ASSIGNMENT => Once you have located the line containing "[spot] the goalkeeper" in the material below, return it exactly along with each line after it through the line containing "[spot] the player in".

ENTRIES SUPPLIED =>
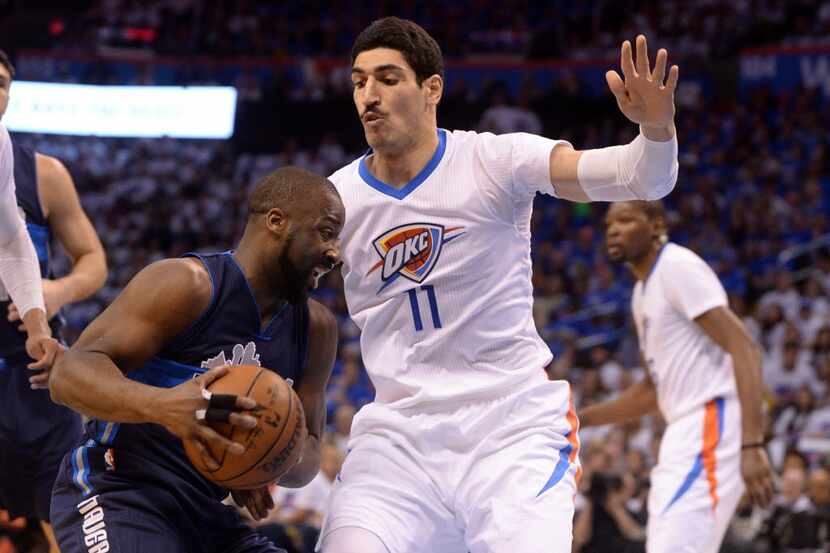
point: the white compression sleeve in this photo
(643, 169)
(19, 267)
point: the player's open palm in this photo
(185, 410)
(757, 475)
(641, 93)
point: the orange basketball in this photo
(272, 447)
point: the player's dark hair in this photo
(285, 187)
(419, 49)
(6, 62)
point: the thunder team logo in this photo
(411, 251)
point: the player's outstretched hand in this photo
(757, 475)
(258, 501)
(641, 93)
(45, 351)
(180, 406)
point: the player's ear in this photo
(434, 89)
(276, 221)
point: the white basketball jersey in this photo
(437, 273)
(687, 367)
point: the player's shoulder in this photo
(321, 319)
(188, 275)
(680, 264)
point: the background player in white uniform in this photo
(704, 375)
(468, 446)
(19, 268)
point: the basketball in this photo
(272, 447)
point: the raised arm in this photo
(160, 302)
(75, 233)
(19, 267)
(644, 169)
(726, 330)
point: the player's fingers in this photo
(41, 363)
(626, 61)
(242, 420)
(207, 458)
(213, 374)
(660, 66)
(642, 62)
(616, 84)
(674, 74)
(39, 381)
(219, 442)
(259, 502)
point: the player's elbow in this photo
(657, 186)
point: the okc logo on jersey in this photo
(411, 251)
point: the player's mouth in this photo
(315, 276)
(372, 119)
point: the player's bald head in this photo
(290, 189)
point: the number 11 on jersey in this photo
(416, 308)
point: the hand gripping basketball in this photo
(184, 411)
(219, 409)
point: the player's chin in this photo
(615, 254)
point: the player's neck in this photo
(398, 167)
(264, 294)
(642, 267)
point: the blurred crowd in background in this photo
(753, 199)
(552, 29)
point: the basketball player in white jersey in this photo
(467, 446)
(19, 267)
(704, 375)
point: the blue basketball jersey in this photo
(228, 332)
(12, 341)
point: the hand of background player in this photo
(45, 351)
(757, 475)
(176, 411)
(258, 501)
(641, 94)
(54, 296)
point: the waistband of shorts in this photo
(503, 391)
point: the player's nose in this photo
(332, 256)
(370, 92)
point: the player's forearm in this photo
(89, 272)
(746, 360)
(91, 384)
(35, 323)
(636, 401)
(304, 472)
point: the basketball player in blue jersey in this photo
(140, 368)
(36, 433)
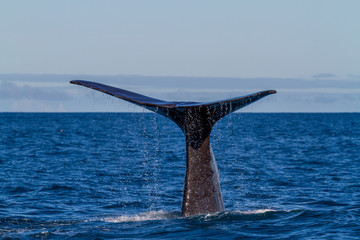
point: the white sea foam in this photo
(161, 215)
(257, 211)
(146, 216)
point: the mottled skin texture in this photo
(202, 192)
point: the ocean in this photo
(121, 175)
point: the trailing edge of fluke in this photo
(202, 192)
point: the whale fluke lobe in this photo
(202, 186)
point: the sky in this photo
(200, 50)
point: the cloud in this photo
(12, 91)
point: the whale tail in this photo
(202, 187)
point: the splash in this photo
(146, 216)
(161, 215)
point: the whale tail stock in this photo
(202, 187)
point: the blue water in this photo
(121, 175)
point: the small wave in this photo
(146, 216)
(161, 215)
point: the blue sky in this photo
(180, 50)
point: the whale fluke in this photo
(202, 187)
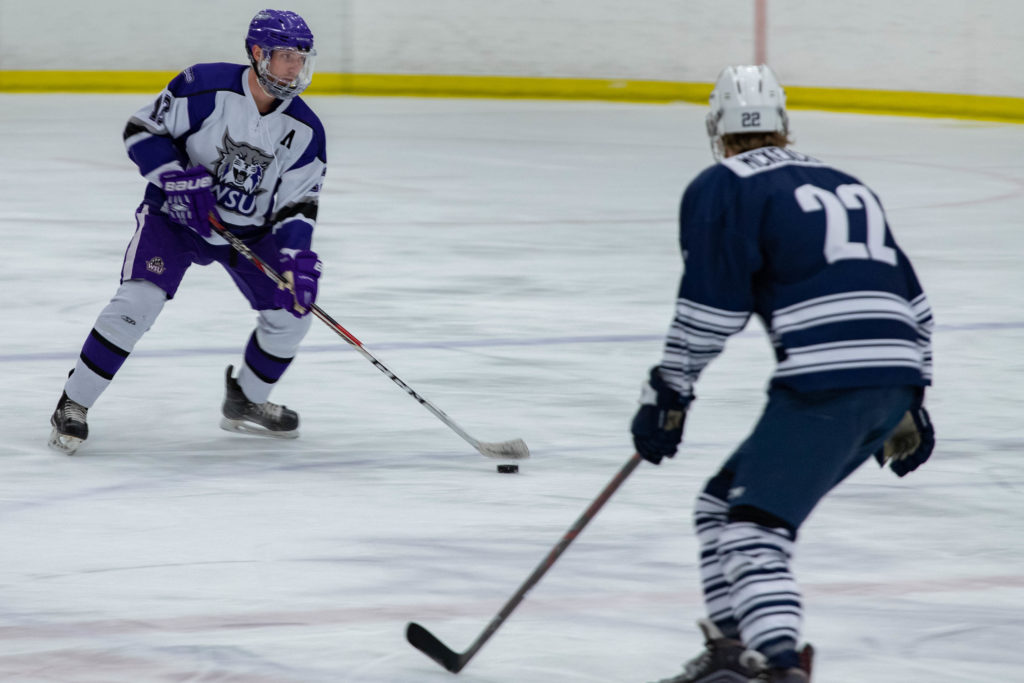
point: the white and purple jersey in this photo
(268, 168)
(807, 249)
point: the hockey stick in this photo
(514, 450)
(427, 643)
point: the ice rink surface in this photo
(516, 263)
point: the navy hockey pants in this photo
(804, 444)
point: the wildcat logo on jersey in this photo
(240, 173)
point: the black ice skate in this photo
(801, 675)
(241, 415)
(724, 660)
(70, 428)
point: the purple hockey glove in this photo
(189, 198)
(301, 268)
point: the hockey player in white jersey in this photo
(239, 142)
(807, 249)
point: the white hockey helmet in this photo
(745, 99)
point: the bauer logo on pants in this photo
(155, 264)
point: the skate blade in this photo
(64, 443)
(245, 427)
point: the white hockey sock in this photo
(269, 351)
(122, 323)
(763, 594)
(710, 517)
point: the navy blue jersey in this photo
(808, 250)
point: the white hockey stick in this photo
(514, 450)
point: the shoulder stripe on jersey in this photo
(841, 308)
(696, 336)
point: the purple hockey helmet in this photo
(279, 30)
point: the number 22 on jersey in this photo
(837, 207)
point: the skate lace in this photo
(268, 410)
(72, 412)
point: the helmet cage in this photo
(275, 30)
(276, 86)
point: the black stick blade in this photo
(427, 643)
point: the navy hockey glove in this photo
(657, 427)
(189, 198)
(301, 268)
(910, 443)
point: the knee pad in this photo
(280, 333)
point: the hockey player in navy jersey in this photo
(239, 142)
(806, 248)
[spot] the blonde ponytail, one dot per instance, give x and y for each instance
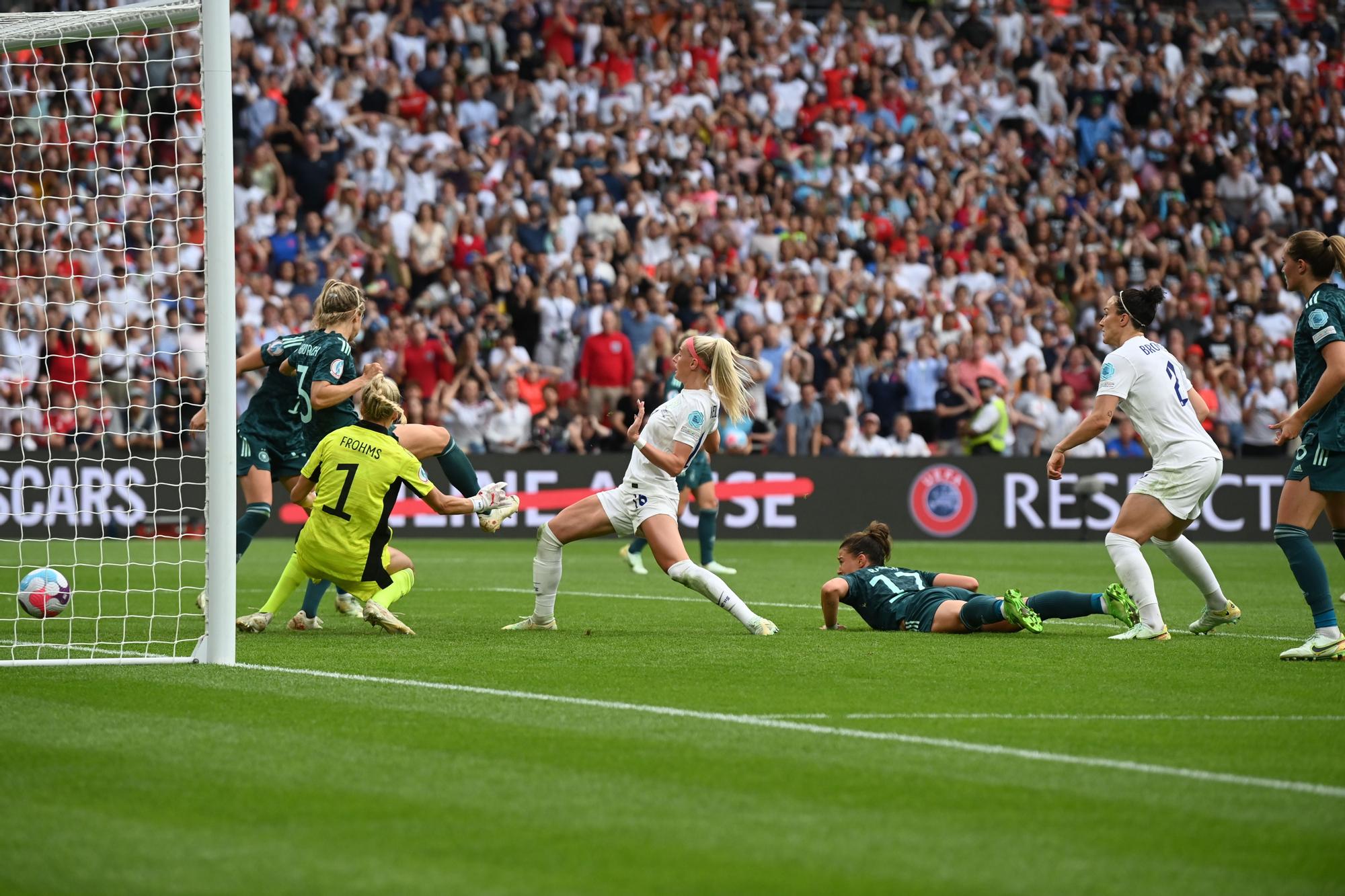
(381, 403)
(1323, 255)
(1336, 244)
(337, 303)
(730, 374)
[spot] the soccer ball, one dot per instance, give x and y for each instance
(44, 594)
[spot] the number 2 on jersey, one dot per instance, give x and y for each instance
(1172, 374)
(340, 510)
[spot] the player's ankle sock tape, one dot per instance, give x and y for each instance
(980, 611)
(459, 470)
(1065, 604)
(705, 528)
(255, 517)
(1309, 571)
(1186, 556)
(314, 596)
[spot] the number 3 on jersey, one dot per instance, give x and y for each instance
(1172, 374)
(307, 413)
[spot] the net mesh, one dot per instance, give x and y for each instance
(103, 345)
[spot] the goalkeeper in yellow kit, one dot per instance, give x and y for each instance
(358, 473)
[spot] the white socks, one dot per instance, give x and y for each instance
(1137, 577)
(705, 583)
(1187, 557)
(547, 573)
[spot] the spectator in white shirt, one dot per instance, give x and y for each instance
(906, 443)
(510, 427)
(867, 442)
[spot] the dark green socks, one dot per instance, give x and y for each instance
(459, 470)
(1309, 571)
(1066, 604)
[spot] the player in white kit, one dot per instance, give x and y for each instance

==

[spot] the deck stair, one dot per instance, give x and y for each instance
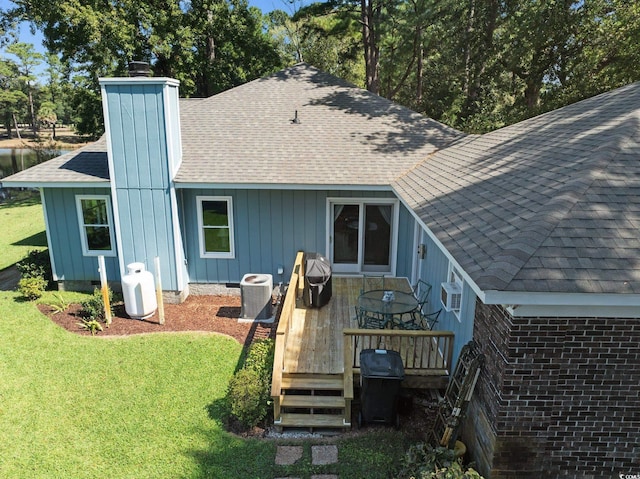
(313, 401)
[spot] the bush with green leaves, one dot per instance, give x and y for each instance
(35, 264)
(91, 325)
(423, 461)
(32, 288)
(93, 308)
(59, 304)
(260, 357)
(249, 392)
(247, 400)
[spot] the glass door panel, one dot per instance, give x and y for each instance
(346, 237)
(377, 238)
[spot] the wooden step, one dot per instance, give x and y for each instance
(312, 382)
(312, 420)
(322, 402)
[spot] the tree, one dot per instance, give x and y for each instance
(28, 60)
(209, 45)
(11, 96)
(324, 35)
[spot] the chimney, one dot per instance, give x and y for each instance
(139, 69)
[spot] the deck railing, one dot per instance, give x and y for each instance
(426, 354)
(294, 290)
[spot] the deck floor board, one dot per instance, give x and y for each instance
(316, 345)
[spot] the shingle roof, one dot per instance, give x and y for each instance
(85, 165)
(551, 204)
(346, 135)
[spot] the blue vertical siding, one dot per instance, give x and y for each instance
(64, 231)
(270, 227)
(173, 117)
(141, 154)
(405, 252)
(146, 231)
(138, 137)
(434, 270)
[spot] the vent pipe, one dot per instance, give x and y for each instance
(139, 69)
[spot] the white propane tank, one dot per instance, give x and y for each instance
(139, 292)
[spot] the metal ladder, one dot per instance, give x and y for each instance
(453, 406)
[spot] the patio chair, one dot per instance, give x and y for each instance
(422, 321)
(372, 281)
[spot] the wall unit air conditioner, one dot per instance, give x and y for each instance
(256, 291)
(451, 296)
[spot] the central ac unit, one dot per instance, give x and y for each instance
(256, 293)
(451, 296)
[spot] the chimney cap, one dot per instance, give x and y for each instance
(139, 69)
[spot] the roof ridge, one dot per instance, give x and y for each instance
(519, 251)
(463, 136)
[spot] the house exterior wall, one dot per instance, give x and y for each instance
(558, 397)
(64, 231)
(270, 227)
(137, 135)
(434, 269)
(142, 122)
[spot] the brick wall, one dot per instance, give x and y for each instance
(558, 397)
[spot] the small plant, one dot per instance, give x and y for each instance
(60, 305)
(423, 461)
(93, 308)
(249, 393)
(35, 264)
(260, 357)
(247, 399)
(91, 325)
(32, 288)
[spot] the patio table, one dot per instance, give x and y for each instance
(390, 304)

FINAL ANSWER =>
[spot] the goalkeeper in yellow kit, one dot per instance, give x and y for each instance
(358, 473)
[spot] the white socks, one dot per instance, give x and y for each instance
(1137, 577)
(705, 583)
(1187, 557)
(547, 573)
[spot] the spectator in white shirt, one dot per instance, give x and y for each instance
(906, 443)
(510, 427)
(867, 442)
[spot] the dark green socks, one dot per instance, give x and y for each instance
(459, 470)
(1309, 571)
(1066, 604)
[spot] the player in white kit, one dot per instance, give x and y for each instance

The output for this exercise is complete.